**STATED GOAL:**
Copy out every one of the records below word for word, keeping them in their original order.

**THE INPUT:**
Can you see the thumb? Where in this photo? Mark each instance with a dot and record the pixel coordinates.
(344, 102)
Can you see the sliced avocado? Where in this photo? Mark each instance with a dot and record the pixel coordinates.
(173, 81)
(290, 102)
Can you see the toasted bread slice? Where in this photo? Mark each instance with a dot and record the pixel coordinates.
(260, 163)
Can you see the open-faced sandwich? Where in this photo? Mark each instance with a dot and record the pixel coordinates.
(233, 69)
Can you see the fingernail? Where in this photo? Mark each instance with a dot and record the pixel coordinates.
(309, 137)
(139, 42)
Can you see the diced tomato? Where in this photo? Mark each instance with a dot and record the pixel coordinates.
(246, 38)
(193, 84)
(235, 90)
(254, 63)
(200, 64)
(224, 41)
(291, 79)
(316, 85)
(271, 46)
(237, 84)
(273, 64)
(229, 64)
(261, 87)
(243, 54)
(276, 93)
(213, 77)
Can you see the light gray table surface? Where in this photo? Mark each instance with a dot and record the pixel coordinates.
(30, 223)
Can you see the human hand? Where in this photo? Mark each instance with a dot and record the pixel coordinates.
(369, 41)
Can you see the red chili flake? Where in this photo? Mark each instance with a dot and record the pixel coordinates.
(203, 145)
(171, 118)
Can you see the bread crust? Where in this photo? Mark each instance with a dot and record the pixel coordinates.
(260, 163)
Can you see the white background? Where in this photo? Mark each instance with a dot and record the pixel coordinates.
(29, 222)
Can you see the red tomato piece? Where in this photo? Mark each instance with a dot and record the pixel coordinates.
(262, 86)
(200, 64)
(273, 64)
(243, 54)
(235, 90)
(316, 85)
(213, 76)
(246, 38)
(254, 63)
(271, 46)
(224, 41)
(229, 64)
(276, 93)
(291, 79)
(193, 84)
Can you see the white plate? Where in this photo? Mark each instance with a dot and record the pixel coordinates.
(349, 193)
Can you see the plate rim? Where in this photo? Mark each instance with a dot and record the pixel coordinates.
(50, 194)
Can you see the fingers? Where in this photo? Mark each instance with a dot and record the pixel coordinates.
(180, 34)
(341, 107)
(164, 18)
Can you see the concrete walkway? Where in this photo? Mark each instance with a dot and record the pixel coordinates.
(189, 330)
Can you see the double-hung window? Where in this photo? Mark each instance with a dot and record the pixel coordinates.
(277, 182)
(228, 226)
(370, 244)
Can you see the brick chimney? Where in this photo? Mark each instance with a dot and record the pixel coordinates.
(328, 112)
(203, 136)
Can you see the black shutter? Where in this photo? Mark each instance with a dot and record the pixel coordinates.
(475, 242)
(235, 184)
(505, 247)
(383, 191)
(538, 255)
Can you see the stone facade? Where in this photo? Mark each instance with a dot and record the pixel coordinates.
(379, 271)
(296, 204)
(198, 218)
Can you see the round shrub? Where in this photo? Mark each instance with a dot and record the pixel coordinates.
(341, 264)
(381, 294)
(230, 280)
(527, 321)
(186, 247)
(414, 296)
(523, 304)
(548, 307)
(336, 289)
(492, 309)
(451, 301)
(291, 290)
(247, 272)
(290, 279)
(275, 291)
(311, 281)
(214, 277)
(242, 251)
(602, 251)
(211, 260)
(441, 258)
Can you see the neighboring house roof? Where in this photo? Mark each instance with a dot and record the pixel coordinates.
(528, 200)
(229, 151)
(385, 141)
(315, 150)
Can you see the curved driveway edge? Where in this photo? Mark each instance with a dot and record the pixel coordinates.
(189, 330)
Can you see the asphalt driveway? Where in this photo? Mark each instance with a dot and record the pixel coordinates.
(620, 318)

**SOLUTION TO THE EXERCISE:**
Can you see the thumb? Where in this photo? Mark each instance with a dot and record the pixel coordinates.
(344, 102)
Can you see the sliced avocado? Where in this photo? Mark each instance with a dot and record the pixel coordinates.
(173, 81)
(290, 102)
Can you see the toasted bread slice? Where in this photo? Mark each instance with a dot and record the pixel coordinates.
(260, 163)
Can you see the open-faced sandwich? Where in this photo? Mark each instance with a dot and record the pixel coordinates.
(233, 69)
Can you see the fingernail? Where in this photo? Mark each instance with a dot and record the pixel coordinates.
(309, 137)
(139, 42)
Can you see the diced tomato? Where in this photo? Mark each instance with a dot and record the pixel coordinates.
(246, 38)
(193, 84)
(235, 90)
(254, 63)
(200, 64)
(224, 41)
(291, 79)
(316, 85)
(271, 46)
(237, 84)
(273, 64)
(229, 64)
(261, 87)
(243, 54)
(276, 93)
(213, 77)
Can you see the light gray table surface? Where in this photo? Mark each instance with a dot and record the pixel coordinates.
(30, 223)
Can you see the human hand? Where in this photo? Mark each instance with a dot and record the pixel coordinates.
(369, 41)
Can you see the red chili flake? Where in this photo? Mark each instance with a dot and record the pixel coordinates.
(203, 145)
(171, 118)
Can you see the bread crust? Where in this photo? Mark each instance with a dot and record the pixel coordinates.
(260, 163)
Can you see the white background? Where in this photo? Mark each instance with a dot and record the pixel coordinates.
(29, 222)
Can you see the red tomato piece? Where in this photo? Mark each instance with a dot and record the pixel coordinates.
(262, 86)
(200, 64)
(273, 64)
(243, 54)
(235, 90)
(316, 85)
(213, 76)
(246, 38)
(254, 63)
(271, 46)
(224, 41)
(229, 64)
(276, 93)
(291, 79)
(193, 84)
Can you see the white plate? Where in this photo? Mark each instance with a dot and record the pixel coordinates.
(349, 193)
Can you see the plate rim? Where in this photo? Mark each instance with a dot and record the pixel coordinates.
(50, 194)
Can you see the fingers? Where in this photo? Mark each instance with a dot and record the pixel coordinates.
(180, 34)
(341, 107)
(164, 18)
Can you see the concrete walkway? Where in this photo? Mark each instance with a dot and record the pixel coordinates.
(189, 330)
Can you see the double-hung window? Where in this photo? Mark each instance with a dot and record the pixel coordinates.
(277, 182)
(228, 226)
(370, 244)
Can you see the brick chimney? Where in this photo? Mark each instance with a dot and record the pixel coordinates.
(328, 112)
(203, 136)
Can you see the black shutter? Where in this photo? Mark each instance with a dot and record the pixel coordinates.
(475, 242)
(235, 184)
(505, 247)
(383, 191)
(538, 255)
Can you see the stone facade? Where in this photo? Mark each instance with a dot and record the pixel coordinates.
(379, 271)
(296, 204)
(198, 218)
Can you see the round shrub? Where in this photo? Mark each instance with a dot and record the pixel coordinates.
(341, 264)
(381, 294)
(230, 280)
(527, 321)
(186, 247)
(414, 296)
(523, 304)
(548, 307)
(336, 289)
(492, 309)
(451, 301)
(291, 290)
(247, 272)
(290, 279)
(275, 291)
(311, 281)
(214, 277)
(242, 251)
(602, 251)
(211, 260)
(441, 258)
Can you see the neighboring house roof? Where in this photo? Mark each instance with a dot and record the pixel coordinates.
(528, 200)
(229, 151)
(385, 141)
(315, 150)
Can you see the curved driveway edge? Where in this photo? Mark each instance with a dot and record the pixel coordinates.
(189, 330)
Can you see the asphalt driveway? Where in this photo? Mark each instance with a dot and record the pixel coordinates.
(620, 318)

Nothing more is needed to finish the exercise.